= TASK REQUIREMENTS =
Please copy the listing below, starting with the line that contains "Every instance of the white" and going on through the end of the listing, keeping every line but raising each coordinate by 124.

= Saved data entries =
┏━━

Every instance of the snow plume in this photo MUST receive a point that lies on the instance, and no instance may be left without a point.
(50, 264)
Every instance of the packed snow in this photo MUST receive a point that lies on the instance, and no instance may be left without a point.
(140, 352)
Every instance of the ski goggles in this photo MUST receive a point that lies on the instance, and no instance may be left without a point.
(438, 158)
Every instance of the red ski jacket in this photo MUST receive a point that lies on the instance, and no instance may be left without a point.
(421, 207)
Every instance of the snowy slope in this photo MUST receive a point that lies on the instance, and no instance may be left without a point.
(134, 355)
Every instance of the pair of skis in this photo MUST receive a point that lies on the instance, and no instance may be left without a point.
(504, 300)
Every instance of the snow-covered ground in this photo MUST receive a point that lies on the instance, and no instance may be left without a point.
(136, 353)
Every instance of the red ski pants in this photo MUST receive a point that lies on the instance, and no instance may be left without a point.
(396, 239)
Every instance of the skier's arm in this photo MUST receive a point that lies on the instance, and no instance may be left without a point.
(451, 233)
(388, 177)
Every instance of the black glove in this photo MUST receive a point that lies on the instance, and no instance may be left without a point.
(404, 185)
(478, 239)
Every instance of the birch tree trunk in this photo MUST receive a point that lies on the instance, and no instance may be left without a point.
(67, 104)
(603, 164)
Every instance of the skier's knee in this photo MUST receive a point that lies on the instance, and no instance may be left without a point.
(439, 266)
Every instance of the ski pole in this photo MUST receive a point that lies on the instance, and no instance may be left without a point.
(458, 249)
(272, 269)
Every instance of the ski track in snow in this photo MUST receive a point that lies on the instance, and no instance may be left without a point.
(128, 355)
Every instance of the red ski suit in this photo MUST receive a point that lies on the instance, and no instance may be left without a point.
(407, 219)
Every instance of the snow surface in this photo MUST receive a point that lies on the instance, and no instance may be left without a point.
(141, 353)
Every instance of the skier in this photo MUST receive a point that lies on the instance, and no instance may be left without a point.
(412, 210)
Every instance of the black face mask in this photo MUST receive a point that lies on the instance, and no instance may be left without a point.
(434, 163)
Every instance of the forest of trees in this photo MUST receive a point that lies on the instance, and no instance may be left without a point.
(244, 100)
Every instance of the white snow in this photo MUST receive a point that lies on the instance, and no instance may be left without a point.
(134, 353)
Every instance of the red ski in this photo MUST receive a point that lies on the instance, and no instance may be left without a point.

┗━━

= RESULT FOR THIS EXERCISE =
Every instance of the white snow in this photo MUST receive a point that lies on the instance, and no instance may be left without a point.
(258, 477)
Every instance of the red ski in this photo MUST receive a point that lies on the instance, and no instance may be left without a point.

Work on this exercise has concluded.